> _PROBLEM TO SOLVE_: Could you retype every line of the data underneath without altering anything?

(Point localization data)

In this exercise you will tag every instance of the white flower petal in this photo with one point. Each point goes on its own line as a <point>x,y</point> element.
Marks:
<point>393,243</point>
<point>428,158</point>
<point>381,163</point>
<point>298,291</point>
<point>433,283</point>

> _TASK OUTPUT_:
In this exercise you will tag every instance of the white flower petal in this photo with one point. Each point goes on its own line as a <point>x,y</point> element.
Marks:
<point>393,243</point>
<point>428,158</point>
<point>381,163</point>
<point>298,291</point>
<point>433,283</point>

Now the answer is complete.